**Brief**: What you should repeat is the run of lines from the top of the listing below through the line with "Category: grass field", exactly, with no pictures.

**Task inputs**:
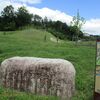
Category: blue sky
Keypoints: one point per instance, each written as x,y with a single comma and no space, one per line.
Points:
62,10
88,8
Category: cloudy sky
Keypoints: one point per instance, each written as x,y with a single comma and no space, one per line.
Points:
62,10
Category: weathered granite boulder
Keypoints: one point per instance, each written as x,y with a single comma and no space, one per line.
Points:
39,75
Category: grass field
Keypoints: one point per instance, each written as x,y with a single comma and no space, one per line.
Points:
30,42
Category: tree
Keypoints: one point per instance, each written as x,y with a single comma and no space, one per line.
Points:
23,17
37,20
8,18
77,23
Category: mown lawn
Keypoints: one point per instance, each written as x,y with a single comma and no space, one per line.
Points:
30,42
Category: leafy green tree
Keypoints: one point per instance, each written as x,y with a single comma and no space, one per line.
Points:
37,20
8,18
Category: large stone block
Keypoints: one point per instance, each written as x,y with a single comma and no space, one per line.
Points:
39,76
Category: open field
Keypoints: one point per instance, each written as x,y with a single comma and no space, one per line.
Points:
31,42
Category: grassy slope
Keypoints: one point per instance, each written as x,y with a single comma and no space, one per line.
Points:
31,42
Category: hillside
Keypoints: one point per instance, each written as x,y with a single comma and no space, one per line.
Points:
31,42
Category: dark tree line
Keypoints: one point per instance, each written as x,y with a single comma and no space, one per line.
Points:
11,20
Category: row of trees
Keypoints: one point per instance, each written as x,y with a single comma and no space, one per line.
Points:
11,20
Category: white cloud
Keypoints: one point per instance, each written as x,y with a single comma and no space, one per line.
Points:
91,26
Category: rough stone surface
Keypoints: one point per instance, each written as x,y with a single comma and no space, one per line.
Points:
39,76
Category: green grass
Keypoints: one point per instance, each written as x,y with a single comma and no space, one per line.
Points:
30,42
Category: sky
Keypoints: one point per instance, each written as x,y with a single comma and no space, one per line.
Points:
63,10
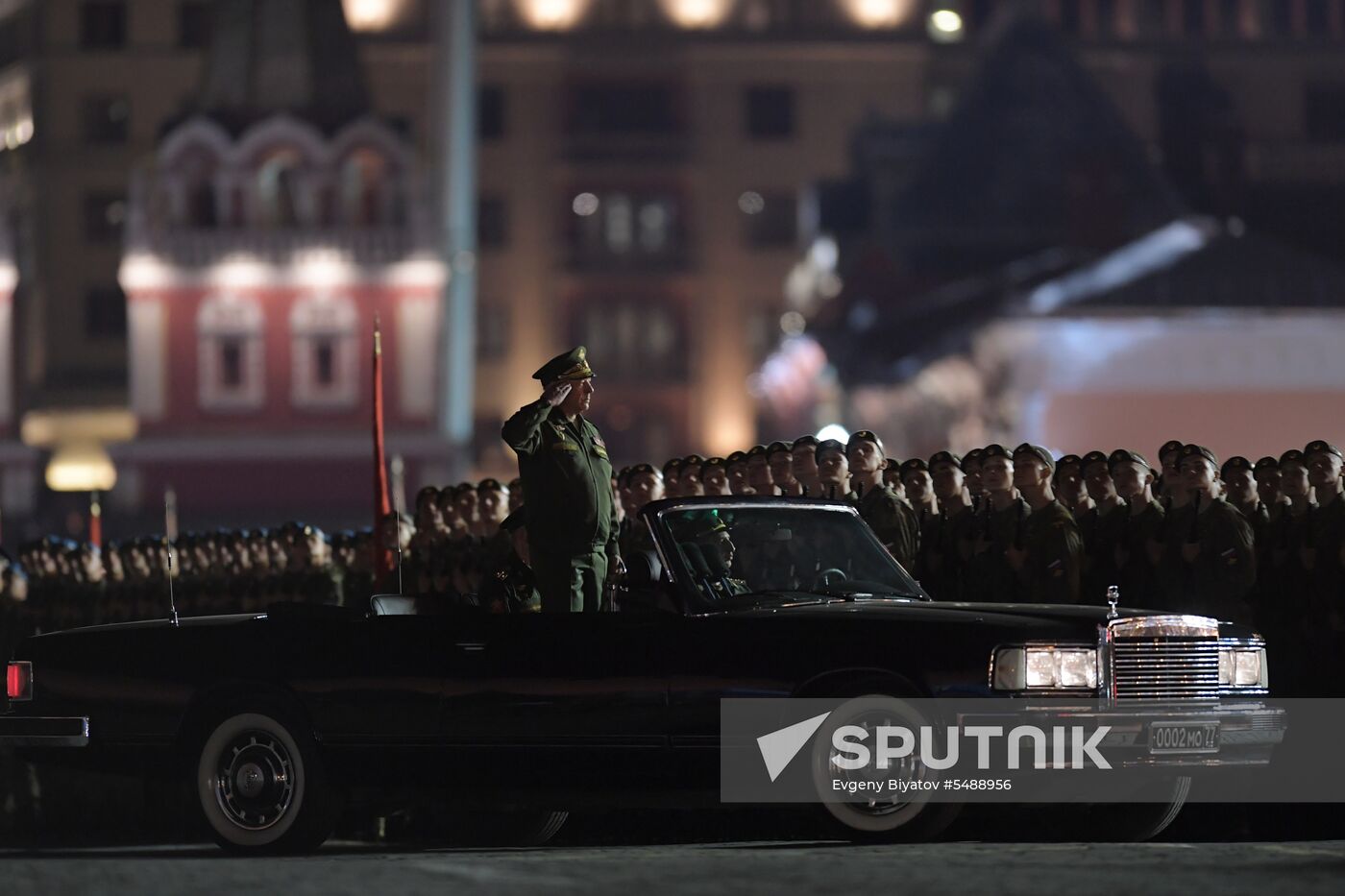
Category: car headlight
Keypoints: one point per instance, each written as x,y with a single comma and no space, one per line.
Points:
1045,667
1243,667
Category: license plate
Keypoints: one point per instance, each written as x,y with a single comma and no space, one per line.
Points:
1184,738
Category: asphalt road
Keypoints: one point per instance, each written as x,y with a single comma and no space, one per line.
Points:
1041,869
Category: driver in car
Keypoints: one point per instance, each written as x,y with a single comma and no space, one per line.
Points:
709,552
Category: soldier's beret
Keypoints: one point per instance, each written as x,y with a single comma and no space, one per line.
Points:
1321,448
1038,452
944,458
515,520
1126,456
1200,451
865,435
1173,447
1093,458
1266,463
1291,456
829,444
571,366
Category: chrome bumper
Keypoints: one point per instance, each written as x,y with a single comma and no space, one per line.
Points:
43,731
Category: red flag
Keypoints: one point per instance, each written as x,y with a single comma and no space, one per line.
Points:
383,566
94,521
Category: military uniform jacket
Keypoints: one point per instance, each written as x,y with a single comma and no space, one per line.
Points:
892,520
568,480
1055,556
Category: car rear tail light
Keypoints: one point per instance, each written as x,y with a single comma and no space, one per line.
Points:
17,681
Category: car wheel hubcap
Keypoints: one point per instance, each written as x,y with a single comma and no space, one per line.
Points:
255,781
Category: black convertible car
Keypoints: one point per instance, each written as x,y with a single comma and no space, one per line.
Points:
276,715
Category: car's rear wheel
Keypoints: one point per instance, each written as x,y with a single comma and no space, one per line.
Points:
884,815
261,785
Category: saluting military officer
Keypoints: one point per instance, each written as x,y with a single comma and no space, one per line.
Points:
1102,527
1051,557
891,519
568,478
1216,567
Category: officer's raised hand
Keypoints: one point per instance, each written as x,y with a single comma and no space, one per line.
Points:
555,393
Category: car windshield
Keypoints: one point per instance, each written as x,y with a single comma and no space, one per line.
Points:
733,550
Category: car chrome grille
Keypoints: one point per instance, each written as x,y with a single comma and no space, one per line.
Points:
1165,658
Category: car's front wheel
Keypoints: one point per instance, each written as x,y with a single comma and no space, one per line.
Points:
261,785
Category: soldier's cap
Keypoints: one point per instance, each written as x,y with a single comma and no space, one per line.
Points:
1038,452
991,451
569,366
515,520
1093,458
702,526
1291,456
864,435
827,446
1126,456
944,458
1320,447
1200,451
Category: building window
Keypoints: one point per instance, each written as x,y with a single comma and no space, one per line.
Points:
490,111
628,228
493,322
623,109
194,24
493,221
105,312
103,24
1324,113
325,350
773,222
638,339
231,354
105,118
104,213
770,111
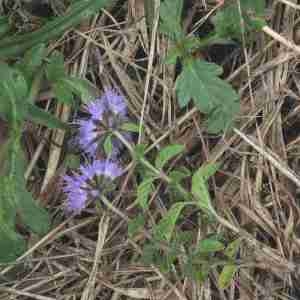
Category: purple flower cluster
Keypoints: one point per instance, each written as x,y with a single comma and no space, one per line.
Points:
82,185
104,114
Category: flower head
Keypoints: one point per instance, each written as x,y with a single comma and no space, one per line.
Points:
106,113
82,186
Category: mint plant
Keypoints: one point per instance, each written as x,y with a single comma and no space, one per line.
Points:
19,86
199,80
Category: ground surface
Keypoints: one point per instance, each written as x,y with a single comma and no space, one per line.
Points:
256,189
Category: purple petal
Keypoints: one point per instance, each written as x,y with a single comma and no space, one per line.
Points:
115,101
97,108
87,136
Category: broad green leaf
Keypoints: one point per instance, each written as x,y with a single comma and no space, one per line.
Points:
166,154
13,89
227,21
170,18
16,45
108,145
62,93
233,248
143,192
178,175
130,127
80,87
135,225
55,69
201,193
164,229
226,276
42,117
209,245
199,80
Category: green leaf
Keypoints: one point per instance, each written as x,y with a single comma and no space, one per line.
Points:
135,225
42,117
13,87
179,174
55,69
167,153
226,276
201,193
62,93
170,18
143,191
13,46
209,245
164,229
213,96
80,87
130,127
33,215
72,161
227,21
108,146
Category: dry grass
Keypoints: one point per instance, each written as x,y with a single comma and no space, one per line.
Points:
257,190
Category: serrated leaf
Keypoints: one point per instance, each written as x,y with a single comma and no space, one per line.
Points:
62,93
226,276
209,245
227,21
13,89
42,117
135,225
130,127
201,193
164,229
170,18
213,96
15,45
108,145
143,191
167,153
179,174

**Written answer**:
Category: blue sky
Keypoints: one point per instance, each written as x,y with a single comma and no space, one per line.
Points:
62,10
88,8
Category: cloudy sky
Keypoints: one point per instance, each written as x,y with a single comma and no space, one per line.
Points:
62,10
Category: weathered granite boulder
Keypoints: one point per instance, each written as x,y with a single comma and no space, one per line.
Points:
39,75
Category: grass field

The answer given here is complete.